# Aim
Find every line in the records below that contains the word "weathered", and copy each one.

════════

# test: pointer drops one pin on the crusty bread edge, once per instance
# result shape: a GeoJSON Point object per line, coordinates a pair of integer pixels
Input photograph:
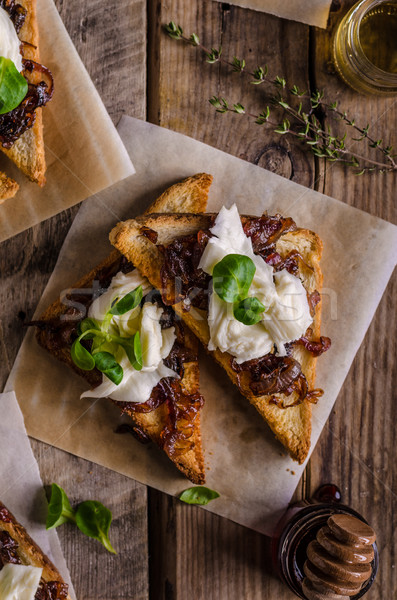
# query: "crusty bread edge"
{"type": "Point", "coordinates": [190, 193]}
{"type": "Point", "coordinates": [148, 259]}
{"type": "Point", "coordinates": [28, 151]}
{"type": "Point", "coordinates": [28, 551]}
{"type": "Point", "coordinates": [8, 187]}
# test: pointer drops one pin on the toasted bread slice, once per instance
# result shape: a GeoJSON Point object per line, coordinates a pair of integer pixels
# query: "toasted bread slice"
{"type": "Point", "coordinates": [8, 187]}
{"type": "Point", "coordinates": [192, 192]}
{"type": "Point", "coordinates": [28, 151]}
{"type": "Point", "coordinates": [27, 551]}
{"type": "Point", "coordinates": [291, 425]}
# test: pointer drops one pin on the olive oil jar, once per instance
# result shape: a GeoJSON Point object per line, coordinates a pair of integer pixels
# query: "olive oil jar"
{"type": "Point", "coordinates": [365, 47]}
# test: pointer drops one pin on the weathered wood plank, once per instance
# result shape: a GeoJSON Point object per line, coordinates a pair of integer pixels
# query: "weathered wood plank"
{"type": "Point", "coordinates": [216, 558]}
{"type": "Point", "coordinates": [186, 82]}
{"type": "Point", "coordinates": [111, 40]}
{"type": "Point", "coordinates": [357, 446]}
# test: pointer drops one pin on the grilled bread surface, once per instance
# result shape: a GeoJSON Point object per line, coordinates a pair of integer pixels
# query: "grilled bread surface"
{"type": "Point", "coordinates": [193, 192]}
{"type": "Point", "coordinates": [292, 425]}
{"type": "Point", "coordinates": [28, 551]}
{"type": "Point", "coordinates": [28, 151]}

════════

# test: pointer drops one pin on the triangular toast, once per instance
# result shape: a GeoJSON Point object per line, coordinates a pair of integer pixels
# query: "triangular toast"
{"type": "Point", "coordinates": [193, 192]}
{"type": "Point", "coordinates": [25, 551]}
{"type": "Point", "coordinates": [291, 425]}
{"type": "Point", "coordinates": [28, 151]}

════════

# Task output
# test: pointer drops one pin on the weathered wood plank, once per instance
# query: "weathered wood plank"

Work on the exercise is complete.